**GIVEN EXERCISE:**
Can you update the records below by replacing each "Quickstart" with "Getting Started" and keeping everything else the same?
** begin **
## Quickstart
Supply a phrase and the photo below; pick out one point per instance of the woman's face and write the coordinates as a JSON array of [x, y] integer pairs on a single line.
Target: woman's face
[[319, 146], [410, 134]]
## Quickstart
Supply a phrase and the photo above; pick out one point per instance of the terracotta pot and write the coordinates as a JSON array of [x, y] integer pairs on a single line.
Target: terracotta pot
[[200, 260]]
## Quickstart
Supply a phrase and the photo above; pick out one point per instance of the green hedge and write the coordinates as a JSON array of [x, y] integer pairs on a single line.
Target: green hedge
** end **
**TASK SOLUTION:**
## Getting Started
Supply a phrase and the photo below; pick out one point per instance of the woman's face and write the coordinates as a JSON array of [x, y] integer pairs on a single line.
Target: woman's face
[[319, 146], [410, 134]]
## Getting Started
Supply a phrase and the photo above; pick out one point per instance of the terracotta pot and write the coordinates as a JSON array of [x, y] integer pairs on a single line.
Target: terracotta pot
[[200, 260]]
## Getting Started
Supply a phrase and the photo above; pick out one point per instance of the green hedge and write the coordinates as a JSON array of [x, y] integer pairs on a single line.
Target: green hedge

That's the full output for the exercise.